* **Work instructions**: Arrange the lines below as a Markdown table with two columns, Row and Line, numbering each row and leaving out blank lines. Omit the pictures from the table.

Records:
# # # # # # #

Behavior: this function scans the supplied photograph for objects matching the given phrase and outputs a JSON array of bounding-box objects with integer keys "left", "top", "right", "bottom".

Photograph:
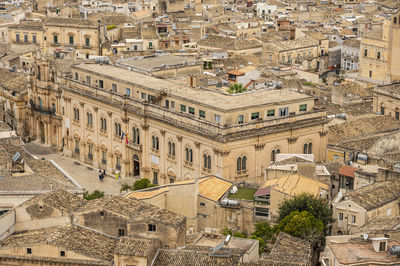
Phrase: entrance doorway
[
  {"left": 40, "top": 121, "right": 45, "bottom": 143},
  {"left": 133, "top": 154, "right": 140, "bottom": 176}
]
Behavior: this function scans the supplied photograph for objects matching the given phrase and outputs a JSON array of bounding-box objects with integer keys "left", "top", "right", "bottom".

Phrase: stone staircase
[{"left": 24, "top": 141, "right": 57, "bottom": 155}]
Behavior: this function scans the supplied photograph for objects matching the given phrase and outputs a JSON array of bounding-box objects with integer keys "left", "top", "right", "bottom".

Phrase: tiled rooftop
[
  {"left": 77, "top": 195, "right": 185, "bottom": 227},
  {"left": 349, "top": 181, "right": 400, "bottom": 211},
  {"left": 115, "top": 237, "right": 153, "bottom": 257},
  {"left": 0, "top": 225, "right": 118, "bottom": 262},
  {"left": 328, "top": 241, "right": 400, "bottom": 265},
  {"left": 197, "top": 35, "right": 261, "bottom": 50},
  {"left": 154, "top": 249, "right": 240, "bottom": 266},
  {"left": 0, "top": 138, "right": 80, "bottom": 193},
  {"left": 329, "top": 115, "right": 400, "bottom": 140},
  {"left": 24, "top": 189, "right": 87, "bottom": 213},
  {"left": 260, "top": 174, "right": 329, "bottom": 196}
]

# # # # # # #

* **Completed exercise**:
| Row | Line |
|---|---|
| 1 | Behavior: this function scans the supplied photograph for objects matching the given phrase and outputs a JSON array of bounding-box objects with integer keys "left", "top", "right", "bottom". |
| 2 | Photograph: |
| 3 | Phrase: entrance doorway |
| 4 | [ |
| 5 |   {"left": 40, "top": 121, "right": 45, "bottom": 143}, |
| 6 |   {"left": 133, "top": 154, "right": 140, "bottom": 176} |
| 7 | ] |
| 8 | Behavior: this function scans the supplied photograph for objects matching the given phrase and outputs a JSON array of bounding-box objects with integer keys "left", "top", "right", "bottom". |
| 9 | Phrase: stone staircase |
| 10 | [{"left": 24, "top": 141, "right": 57, "bottom": 155}] |
| 11 | Behavior: this function scans the supplied photograph for objects matching the given phrase and outputs a JSON array of bounding-box objects with integer keys "left", "top", "right", "bottom". |
| 12 | Phrase: tiled rooftop |
| 13 | [ |
| 14 |   {"left": 77, "top": 195, "right": 185, "bottom": 227}, |
| 15 |   {"left": 349, "top": 181, "right": 400, "bottom": 211}, |
| 16 |   {"left": 115, "top": 237, "right": 153, "bottom": 257}, |
| 17 |   {"left": 0, "top": 225, "right": 118, "bottom": 262}, |
| 18 |   {"left": 328, "top": 241, "right": 400, "bottom": 265}, |
| 19 |   {"left": 197, "top": 35, "right": 261, "bottom": 50}, |
| 20 |   {"left": 154, "top": 249, "right": 240, "bottom": 266}, |
| 21 |   {"left": 0, "top": 138, "right": 80, "bottom": 193}, |
| 22 |   {"left": 329, "top": 115, "right": 400, "bottom": 140}, |
| 23 |   {"left": 24, "top": 189, "right": 87, "bottom": 213}, |
| 24 |   {"left": 260, "top": 174, "right": 329, "bottom": 196} |
| 25 | ] |